-- GIVEN TEXT follows --

However, COUNTS 4 and 5 are DISMISSED without prejudice against ANTHONY WILLS for failure to state a claim. ALL OTHER CLAIMS and DEFENDANTS are DISMISSED without prejudice. The Clerk's Office is DIRECTED to TERMINATE ROB JEFFREYS and MARGARET MODULE as defendants in CM/ECF.
For Counts 1, 2, and 3, the Clerk shall prepare for Defendants SARA McCLURE, JOSHUA SCHOENBECK, ANTHONY JONES, KRISTA ALLSUP, and ANTHONY WILLS (individual and official capacities): (1) Form 5 (Notice of a Lawsuit and Request to Waive Service of a Summons), and (2) Form 6 (Waiver of Service of Summons). The Clerk is DIRECTED to mail these forms, a copy of the Complaint (Doc. 1), and this Memorandum and Order to each Defendant's place of employment as identified by Plaintiff. If a Defendant fails to sign and return the Waiver of Service of Summons (Form 6) to the Clerk within 30 days from the date the forms were sent, the Clerk shall take appropriate steps to effect formal service on that Defendant, and the Court will require the Defendant to pay the full costs of formal service, to the extent authorized by the Federal Rules of Civil Procedure.

-- GIVEN TEXT concluded --

Return the part of the court order excerpt that begins at the words "For Counts 1, 2, and" and stops after "of Civil Procedure.", copied word for word.

-- INFORMATION SUPPLIED follows --

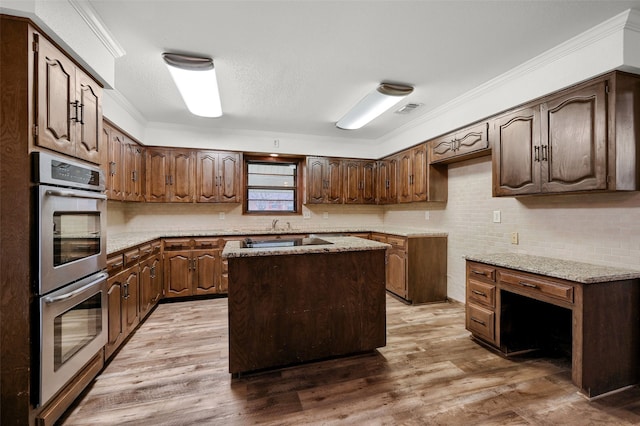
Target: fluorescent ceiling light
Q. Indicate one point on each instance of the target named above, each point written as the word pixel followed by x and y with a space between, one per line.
pixel 375 103
pixel 196 81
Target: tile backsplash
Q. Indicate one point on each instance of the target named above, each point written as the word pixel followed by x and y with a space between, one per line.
pixel 596 228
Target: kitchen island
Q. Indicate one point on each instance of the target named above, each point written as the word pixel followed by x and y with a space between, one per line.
pixel 306 302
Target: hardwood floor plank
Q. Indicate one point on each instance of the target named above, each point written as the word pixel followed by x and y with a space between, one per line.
pixel 174 371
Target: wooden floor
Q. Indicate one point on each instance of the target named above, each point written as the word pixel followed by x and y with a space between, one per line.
pixel 173 371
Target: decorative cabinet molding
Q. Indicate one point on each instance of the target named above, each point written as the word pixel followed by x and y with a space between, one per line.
pixel 461 145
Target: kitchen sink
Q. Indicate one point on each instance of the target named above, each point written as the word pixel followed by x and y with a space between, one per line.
pixel 284 242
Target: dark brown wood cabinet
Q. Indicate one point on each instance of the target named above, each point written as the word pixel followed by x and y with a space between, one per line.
pixel 218 177
pixel 579 139
pixel 386 181
pixel 151 283
pixel 416 179
pixel 359 181
pixel 125 166
pixel 170 175
pixel 416 267
pixel 193 267
pixel 324 180
pixel 463 144
pixel 514 311
pixel 69 105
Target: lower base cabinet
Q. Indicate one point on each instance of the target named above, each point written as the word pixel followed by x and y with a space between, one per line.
pixel 416 267
pixel 193 267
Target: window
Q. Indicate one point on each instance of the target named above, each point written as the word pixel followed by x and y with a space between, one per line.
pixel 272 185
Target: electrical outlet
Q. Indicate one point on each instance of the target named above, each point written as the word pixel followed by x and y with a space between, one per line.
pixel 514 238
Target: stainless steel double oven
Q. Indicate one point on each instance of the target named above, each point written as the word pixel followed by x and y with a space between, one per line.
pixel 69 261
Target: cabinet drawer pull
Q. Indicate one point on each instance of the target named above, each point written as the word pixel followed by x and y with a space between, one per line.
pixel 525 284
pixel 478 321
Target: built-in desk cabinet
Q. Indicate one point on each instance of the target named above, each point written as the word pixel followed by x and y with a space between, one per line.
pixel 416 267
pixel 598 324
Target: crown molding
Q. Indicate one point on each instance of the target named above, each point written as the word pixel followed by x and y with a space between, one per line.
pixel 629 19
pixel 124 103
pixel 90 16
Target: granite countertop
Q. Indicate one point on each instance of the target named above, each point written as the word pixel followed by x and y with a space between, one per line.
pixel 585 273
pixel 337 245
pixel 127 240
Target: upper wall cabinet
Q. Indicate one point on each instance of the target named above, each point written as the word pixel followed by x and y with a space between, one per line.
pixel 218 176
pixel 580 139
pixel 470 142
pixel 69 106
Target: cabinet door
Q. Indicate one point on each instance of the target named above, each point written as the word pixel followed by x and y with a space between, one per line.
pixel 516 153
pixel 574 141
pixel 158 175
pixel 315 180
pixel 206 177
pixel 115 298
pixel 386 181
pixel 419 182
pixel 55 108
pixel 334 179
pixel 396 272
pixel 115 172
pixel 89 127
pixel 133 172
pixel 229 177
pixel 368 182
pixel 352 181
pixel 130 313
pixel 177 273
pixel 182 177
pixel 206 271
pixel 405 190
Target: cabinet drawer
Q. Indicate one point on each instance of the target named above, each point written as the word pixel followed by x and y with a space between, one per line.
pixel 537 285
pixel 482 293
pixel 206 243
pixel 145 251
pixel 396 242
pixel 480 321
pixel 478 270
pixel 131 257
pixel 177 244
pixel 114 264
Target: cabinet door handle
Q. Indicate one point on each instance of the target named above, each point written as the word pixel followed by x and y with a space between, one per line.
pixel 529 285
pixel 478 321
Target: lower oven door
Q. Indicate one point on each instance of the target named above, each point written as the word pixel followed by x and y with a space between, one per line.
pixel 73 329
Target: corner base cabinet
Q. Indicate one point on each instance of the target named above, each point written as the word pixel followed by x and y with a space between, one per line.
pixel 597 323
pixel 416 267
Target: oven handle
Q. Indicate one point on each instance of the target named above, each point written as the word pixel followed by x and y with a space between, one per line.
pixel 71 194
pixel 49 300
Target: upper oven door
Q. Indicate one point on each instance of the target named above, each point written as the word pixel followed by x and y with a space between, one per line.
pixel 72 241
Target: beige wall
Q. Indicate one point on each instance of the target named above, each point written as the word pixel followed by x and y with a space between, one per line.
pixel 598 228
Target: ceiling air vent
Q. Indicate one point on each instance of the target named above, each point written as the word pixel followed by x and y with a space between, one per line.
pixel 408 108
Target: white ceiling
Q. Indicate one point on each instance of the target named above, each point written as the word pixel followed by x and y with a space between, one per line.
pixel 298 66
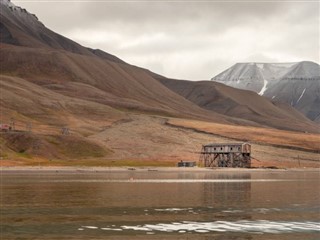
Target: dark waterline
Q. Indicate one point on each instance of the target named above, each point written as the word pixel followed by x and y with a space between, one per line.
pixel 160 205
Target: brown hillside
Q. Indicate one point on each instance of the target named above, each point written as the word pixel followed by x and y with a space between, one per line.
pixel 240 104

-- INFORMATION SUPPLIED concluded --

TASK ANSWER:
For Counts 1, 2, and 3, the Clerk shall prepare for Defendants SARA McCLURE, JOSHUA SCHOENBECK, ANTHONY JONES, KRISTA ALLSUP, and ANTHONY WILLS (individual and official capacities): (1) Form 5 (Notice of a Lawsuit and Request to Waive Service of a Summons), and (2) Form 6 (Waiver of Service of Summons). The Clerk is DIRECTED to mail these forms, a copy of the Complaint (Doc. 1), and this Memorandum and Order to each Defendant's place of employment as identified by Plaintiff. If a Defendant fails to sign and return the Waiver of Service of Summons (Form 6) to the Clerk within 30 days from the date the forms were sent, the Clerk shall take appropriate steps to effect formal service on that Defendant, and the Court will require the Defendant to pay the full costs of formal service, to the extent authorized by the Federal Rules of Civil Procedure.